* **Texte de la page**:
___

Sans surprise, des sénateurs ont rapidement posé le principe (dans une proposition de loi) que l’indemnisation des pertes d’exploitation relevait d’une assurance contre les menaces sanitaires relevant de l’État. Cette conviction est à l’unisson de la colère largement exprimée contre l’État face à ses défaillances dans la gestion de l’épidémie. Globalement, la pandémie a révélé que la société civile s’attendait à ce que l’État se comporte comme un gestionnaire de risque : il aurait dû prévenir le risque, le limiter et l’indemniser.
Thomas Buberl, le PDG d’Axa, ne s’y est pas trompé, puisqu’il a proposé de créer, pour la pandémie, un mécanisme de coassurance privée avec une réassurance publique, sur le modèle des risques naturels et du terrorisme.
Un besoin généralisé dans le monde
On aurait bien tort de limiter cette évolution du rôle de l’État à la seule société civile française. Partout dans le monde, les citoyens ont au moins exprimé l’attente, vis-à-vis de leur structure étatique, d’une politique de prévention et de mitigation du risque pandémique.

___

* **Extraits de données**:
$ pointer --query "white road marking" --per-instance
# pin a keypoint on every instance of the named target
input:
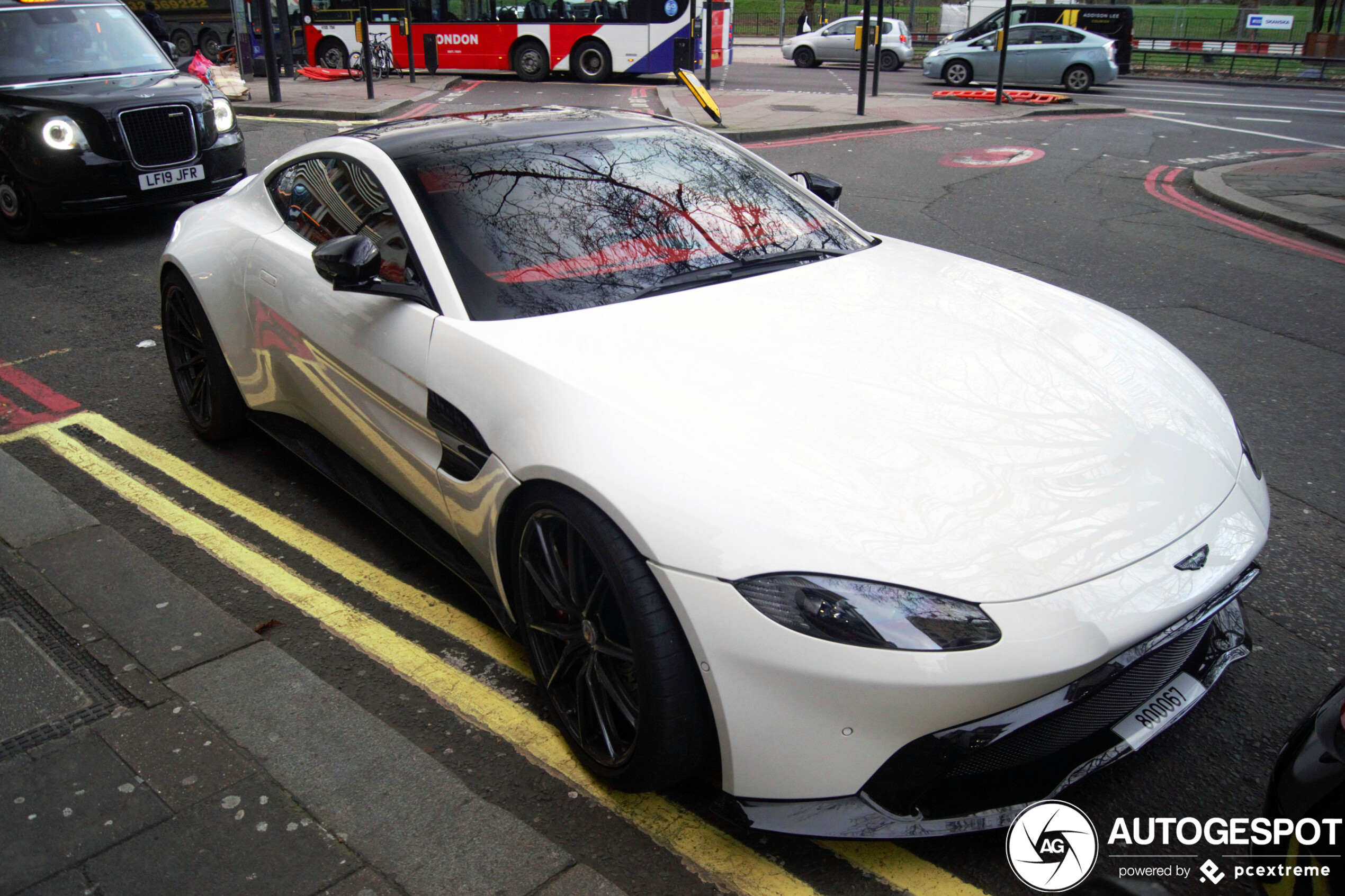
(1239, 131)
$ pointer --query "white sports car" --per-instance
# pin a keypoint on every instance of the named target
(892, 539)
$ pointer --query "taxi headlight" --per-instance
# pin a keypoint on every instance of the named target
(64, 133)
(869, 614)
(223, 115)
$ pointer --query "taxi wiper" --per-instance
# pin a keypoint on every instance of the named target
(736, 269)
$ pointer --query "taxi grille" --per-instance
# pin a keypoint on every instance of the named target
(159, 135)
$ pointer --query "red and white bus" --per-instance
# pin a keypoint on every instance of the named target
(592, 39)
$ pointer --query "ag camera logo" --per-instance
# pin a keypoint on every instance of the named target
(1052, 847)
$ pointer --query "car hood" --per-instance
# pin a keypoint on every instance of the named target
(900, 414)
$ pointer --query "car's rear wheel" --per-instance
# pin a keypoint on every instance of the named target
(591, 62)
(19, 216)
(531, 62)
(1078, 78)
(330, 54)
(606, 645)
(201, 376)
(957, 74)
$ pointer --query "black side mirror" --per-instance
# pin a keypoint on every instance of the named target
(823, 188)
(347, 261)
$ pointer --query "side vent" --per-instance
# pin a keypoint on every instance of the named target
(464, 449)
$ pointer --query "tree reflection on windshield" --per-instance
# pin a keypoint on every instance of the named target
(572, 222)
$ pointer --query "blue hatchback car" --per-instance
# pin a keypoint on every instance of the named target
(1037, 56)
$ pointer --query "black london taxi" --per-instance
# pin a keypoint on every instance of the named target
(95, 116)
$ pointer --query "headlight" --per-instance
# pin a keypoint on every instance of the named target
(64, 133)
(869, 614)
(223, 115)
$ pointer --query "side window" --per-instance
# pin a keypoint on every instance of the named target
(326, 198)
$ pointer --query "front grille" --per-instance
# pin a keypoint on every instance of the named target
(159, 135)
(1089, 717)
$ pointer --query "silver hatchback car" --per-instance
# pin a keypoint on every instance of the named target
(836, 43)
(1037, 56)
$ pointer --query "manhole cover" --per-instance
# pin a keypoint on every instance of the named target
(49, 684)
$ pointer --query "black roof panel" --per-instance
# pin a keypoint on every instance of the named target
(415, 136)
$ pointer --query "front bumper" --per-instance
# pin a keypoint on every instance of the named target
(980, 775)
(91, 183)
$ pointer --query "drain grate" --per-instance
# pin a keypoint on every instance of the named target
(49, 684)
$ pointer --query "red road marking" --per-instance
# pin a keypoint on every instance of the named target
(14, 417)
(830, 139)
(1168, 193)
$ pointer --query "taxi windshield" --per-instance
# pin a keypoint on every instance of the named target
(54, 42)
(561, 223)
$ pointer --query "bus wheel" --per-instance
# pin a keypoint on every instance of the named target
(182, 42)
(531, 62)
(591, 62)
(210, 45)
(330, 54)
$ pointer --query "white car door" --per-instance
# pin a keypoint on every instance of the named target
(350, 363)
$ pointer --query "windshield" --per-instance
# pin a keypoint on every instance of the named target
(556, 225)
(48, 43)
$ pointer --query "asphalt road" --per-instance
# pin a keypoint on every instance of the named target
(1263, 320)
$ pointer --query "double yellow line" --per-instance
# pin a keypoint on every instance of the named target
(719, 857)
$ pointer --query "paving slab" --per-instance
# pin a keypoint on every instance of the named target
(399, 808)
(250, 840)
(166, 624)
(1301, 193)
(66, 805)
(33, 510)
(178, 754)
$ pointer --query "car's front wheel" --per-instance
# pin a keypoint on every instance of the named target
(957, 74)
(1078, 78)
(197, 365)
(606, 645)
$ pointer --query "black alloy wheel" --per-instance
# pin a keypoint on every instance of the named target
(1078, 80)
(331, 54)
(606, 647)
(210, 45)
(201, 376)
(957, 74)
(531, 62)
(591, 62)
(19, 216)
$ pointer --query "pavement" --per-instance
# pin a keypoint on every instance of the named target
(153, 743)
(342, 100)
(1304, 193)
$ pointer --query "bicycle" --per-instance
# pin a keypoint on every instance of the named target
(381, 49)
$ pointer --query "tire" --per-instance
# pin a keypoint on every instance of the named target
(21, 221)
(183, 43)
(606, 645)
(591, 62)
(197, 365)
(331, 54)
(210, 45)
(1078, 78)
(531, 61)
(957, 73)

___

* **Consigne 1**: D'après le texte sur le risque pandémique, quel mécanisme le PDG d'Axa a-t-il proposé de créer pour la pandémie ?
* **Consigne 2**: Poursuivez le texte sur le risque pandémique après sa dernière phrase.
Les enregistrements ne servent à rien ici.

* **Corrigé 1**: Un mécanisme de coassurance privée avec une réassurance publique, sur le modèle des risques naturels et du terrorisme.

* **Corrigé 2**:
Sur ce point, les peuples extrême-orientaux sont probablement les plus mûrs. Les gouvernements y ont maîtrisé une politique publique très structurée de lutte contre l’épidémie, tantôt fermant les frontières et confinant les populations, tantôt mobilisant les possibilités du big data et de dépistage massif de la maladie pour enrayer sa propagation.
Mais, même aux États-Unis, l’opinion publique a exprimé son besoin d’un État assureur. La polémique qui a entouré la reconnaissance du coronavirus comme maladie orpheline (ce qui ouvrait droit à un monopole de Gilead pendant 7 ans dans la fabrication du Remdesivir) a bien montré qu’une part importante de l’opinion américaine souhaitait que l’État fédéral ne se contente pas de prendre des mesures préventives (comme la fermeture des frontières), mais qu’il prenne en charge lui-même le coût des traitements contre la maladie.
Penser l’État risk manager en France
Les ratés de la gestion de crise en France ont montré que l’État n’y était pas prêt à déployer efficacement ses fonctions de risk manager. On peut même dire que, dans ce domaine, la France part de très loin.
Trois points-clés doivent désormais être conçus pour faire évoluer l’État.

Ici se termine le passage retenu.